Ce constat, qui a fait dire à David Baché que l’Afrique représente la « société de la nuit éternelle »[8], est prolongé par les lacunes en termes d’accès à internet. À la limite posée par le faible accès à l’électricité en Afrique subsaharienne s’ajoute le fait qu’un certain nombre de foyers équipés en électricité ne disposent pas d’un accès fiable à internet. Dès lors, des difficultés évidentes s’opposent au développement des pratiques de e-médecine sur le territoire subsaharien, et ce majoritairement dans les campagnes, qui profiteraient pourtant le plus de cette technologie. Effectivement, sans réseau, il est compliqué d’imaginer des téléconsultations, discussions entre professionnels du corps médical, ou encore suivi à distance.
Enfin, l’un des principaux facteurs bloquant le développement de la e-santé est le manque de conscience politique sur ce sujet. Si les infrastructures (routières, hospitalières, énergétiques, …) ne sont pas au niveau des attentes internationales, ce n’est pas par manque de compétences, mais par manque de moyens alloués à cette cause. Bien que les enjeux en découlant soient énormes et bien au-delà du seul domaine médical, les investissements publics en la matière restent faibles. Ce problème n’est pas non plus un problème de manque de moyens, mais de manque d’intérêt pour la cause. Pour preuve, en 2014, la part de la population africaine ayant accès à l’électricité était estimée à 47%, contre 97% en Amérique Latine et 89% en Asie, qui affichent pourtant un niveau de PIB/habitant semblable au niveau africain.

Données de localisation par point et par instance
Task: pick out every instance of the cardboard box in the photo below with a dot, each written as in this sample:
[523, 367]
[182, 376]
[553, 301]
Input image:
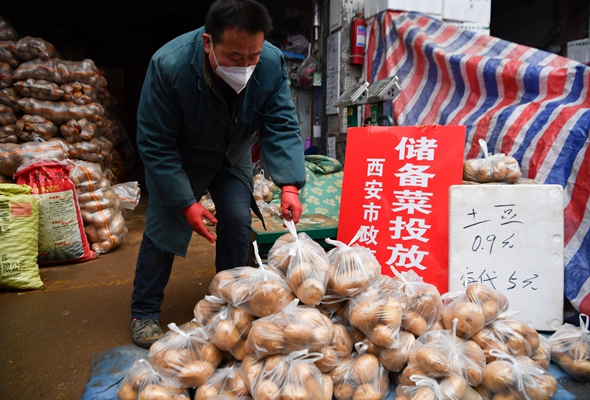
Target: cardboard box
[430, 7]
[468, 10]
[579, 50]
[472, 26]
---
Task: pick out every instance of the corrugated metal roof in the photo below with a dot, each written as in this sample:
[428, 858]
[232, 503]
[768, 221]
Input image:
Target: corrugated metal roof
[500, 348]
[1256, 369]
==
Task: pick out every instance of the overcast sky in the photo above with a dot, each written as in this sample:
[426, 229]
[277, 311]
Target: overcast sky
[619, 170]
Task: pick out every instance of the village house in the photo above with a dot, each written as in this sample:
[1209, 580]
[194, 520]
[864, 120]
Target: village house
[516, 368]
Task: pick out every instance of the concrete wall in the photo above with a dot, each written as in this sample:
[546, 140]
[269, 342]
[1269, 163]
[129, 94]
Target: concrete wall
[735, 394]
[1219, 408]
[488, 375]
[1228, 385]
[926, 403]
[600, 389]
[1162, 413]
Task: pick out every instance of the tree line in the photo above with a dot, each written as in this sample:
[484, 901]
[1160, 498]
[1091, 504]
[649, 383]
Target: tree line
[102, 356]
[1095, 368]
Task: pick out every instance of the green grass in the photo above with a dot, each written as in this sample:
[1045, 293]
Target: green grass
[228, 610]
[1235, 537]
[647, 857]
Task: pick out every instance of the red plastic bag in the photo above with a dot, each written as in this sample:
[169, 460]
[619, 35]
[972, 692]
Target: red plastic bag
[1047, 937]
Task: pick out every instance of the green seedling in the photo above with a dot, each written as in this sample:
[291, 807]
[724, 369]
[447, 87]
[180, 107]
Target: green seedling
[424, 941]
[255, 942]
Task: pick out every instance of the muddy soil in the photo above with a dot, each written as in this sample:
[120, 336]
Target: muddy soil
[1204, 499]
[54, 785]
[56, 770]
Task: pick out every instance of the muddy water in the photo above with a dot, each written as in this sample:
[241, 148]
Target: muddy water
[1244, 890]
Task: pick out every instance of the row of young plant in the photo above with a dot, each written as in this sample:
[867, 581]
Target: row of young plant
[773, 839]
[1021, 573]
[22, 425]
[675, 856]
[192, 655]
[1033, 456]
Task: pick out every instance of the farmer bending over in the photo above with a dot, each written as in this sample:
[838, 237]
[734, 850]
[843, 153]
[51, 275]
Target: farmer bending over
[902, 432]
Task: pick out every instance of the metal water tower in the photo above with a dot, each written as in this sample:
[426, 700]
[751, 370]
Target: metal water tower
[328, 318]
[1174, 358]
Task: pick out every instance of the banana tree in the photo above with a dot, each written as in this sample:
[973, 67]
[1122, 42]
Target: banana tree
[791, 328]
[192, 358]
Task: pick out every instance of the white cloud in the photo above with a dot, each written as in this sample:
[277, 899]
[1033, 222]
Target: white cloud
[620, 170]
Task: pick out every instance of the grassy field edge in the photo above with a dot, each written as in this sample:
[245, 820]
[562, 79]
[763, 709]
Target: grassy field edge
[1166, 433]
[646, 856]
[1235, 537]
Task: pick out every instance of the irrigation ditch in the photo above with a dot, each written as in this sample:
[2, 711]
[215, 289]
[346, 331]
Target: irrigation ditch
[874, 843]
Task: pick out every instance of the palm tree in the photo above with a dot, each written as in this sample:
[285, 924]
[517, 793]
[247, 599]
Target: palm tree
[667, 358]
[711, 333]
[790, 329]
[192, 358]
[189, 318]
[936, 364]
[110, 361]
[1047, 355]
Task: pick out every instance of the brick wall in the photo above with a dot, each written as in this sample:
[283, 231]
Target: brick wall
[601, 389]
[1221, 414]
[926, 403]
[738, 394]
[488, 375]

Liste des activités:
**A.** Recopiez le passage du texte sur la e-santé en Afrique qui s'ouvre sur les mots contenant "Enfin, l’un des" et se ferme sur "au niveau africain.".
**B.** D'après le texte sur la e-santé en Afrique, quelle part de la population africaine avait accès à l'électricité en 2014 ?
**C.** Rédigez la suite du texte sur la e-santé en Afrique, à partir de sa dernière phrase.

Réponses par numéro:
**A.**
Enfin, l’un des principaux facteurs bloquant le développement de la e-santé est le manque de conscience politique sur ce sujet. Si les infrastructures (routières, hospitalières, énergétiques, …) ne sont pas au niveau des attentes internationales, ce n’est pas par manque de compétences, mais par manque de moyens alloués à cette cause. Bien que les enjeux en découlant soient énormes et bien au-delà du seul domaine médical, les investissements publics en la matière restent faibles. Ce problème n’est pas non plus un problème de manque de moyens, mais de manque d’intérêt pour la cause. Pour preuve, en 2014, la part de la population africaine ayant accès à l’électricité était estimée à 47%, contre 97% en Amérique Latine et 89% en Asie, qui affichent pourtant un niveau de PIB/habitant semblable au niveau africain.

**B.** Elle était estimée à 47%.

**C.**
Des pistes de réponse ?
Ainsi, une augmentation de l’investissement public apparait comme étant nécessaire pour réduire la fracture numérique qui devient, dans le contexte de développement de la e-médecine, exacerbé par la crise du covid-19, un enjeu majeur de l’accès aux soins médicaux dans les zones reculées.
L’expérience de l’initiative de Bamako, menée dans les années 1980 pour répondre au manque de soins dans plusieurs pays alors en développement, témoigne de cette nécessité d’une intervention des États africains dans cette lutte pour la santé. En effet, le principe de recouvrement alors mis en place a prouvé que la participation aux soins était un frein pour les populations, dans le contexte de l’économie sous-développée et extrêmement inégalitaire de l’Afrique. Le constat de Creese et Kutzin selon lequel 5% à 30% de la population est incapable de payer des soins reste d’actualité, et prouve qu’il est nécessaire de faire preuve d’interventionnisme en matière médicale.
Cependant, si tel n’est pas le cas, face à l’urgence de la situation et à l’importance des enjeux soulevés, d’autres pistes sont à envisager. Ainsi, les organisations internationales (UNESCO, …) et panafricaines devraient peut-être aller plus loin que des recommandations, et adopter des méthodes plus incitatives afin d’encourager l’investissement public africain à soutenir les infrastructures nationales.
Sans cela, la solution semble reposer sur des initiatives privées. Celle de Cheick Oumar Bagayoko, qui a développé l’application « bogou », permettant une communication entre professionnels de santé afin que des médecins de campagne puissent obtenir des avis de spécialistes basés en ville, et ce même avec une très faible connexion internet, constitue une piste de réflexion intéressante. Seulement, bien que très efficace, elle semble ne pouvoir être que temporaire, car elle traite des symptômes plutôt qu’une cause. Afin de traiter durablement les causes, un investissement massif de la part de fonds apportés par des projets privés semble, dans le contexte actuel de désintérêt public envers cette problématique, être une solution à envisager sérieusement.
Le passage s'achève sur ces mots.